▸ **The task**
Duplicate the material word for word, from the line with "tag the bookshelf" up to and including the last line of the material.
[Start Data section]
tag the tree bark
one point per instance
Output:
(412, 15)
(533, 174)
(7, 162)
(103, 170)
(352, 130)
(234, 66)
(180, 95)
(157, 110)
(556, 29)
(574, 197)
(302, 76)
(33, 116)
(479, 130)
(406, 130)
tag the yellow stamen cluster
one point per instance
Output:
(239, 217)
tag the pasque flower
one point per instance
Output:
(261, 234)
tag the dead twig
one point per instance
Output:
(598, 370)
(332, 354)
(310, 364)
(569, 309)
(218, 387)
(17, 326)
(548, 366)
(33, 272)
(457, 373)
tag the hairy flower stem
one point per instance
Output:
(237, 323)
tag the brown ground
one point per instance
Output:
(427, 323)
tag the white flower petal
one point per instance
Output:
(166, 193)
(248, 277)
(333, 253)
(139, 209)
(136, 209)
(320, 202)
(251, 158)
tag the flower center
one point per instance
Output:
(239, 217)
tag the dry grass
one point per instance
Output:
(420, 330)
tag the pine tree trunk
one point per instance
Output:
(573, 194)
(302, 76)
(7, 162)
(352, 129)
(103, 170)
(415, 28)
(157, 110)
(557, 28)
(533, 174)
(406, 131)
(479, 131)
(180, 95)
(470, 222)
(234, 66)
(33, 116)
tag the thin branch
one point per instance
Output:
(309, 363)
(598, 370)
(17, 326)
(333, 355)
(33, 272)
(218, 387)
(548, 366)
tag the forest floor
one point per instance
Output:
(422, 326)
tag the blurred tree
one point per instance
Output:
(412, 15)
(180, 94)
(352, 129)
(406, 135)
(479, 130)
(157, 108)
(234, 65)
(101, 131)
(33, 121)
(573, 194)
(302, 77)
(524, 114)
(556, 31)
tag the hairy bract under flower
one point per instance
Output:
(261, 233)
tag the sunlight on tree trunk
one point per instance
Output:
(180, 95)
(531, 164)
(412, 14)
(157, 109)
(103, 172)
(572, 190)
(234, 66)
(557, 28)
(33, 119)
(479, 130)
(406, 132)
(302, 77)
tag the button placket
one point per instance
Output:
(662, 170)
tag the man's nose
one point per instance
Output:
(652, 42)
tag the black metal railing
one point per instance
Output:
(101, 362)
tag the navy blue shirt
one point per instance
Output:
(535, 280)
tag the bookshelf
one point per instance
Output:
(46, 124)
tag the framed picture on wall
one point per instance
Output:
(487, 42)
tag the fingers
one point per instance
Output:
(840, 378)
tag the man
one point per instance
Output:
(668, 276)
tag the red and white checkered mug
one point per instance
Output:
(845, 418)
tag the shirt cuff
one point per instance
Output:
[End Data section]
▸ **Final result**
tag the bookshelf
one point per instance
Output:
(46, 124)
tag the framed picture on wall
one point per instance
Output:
(487, 42)
tag the fingers
one point per instance
Output:
(840, 378)
tag the man
one point per instance
Output:
(668, 276)
tag the red and white checkered mug
one point per instance
Output:
(845, 418)
tag the shirt cuff
one point per instance
Output:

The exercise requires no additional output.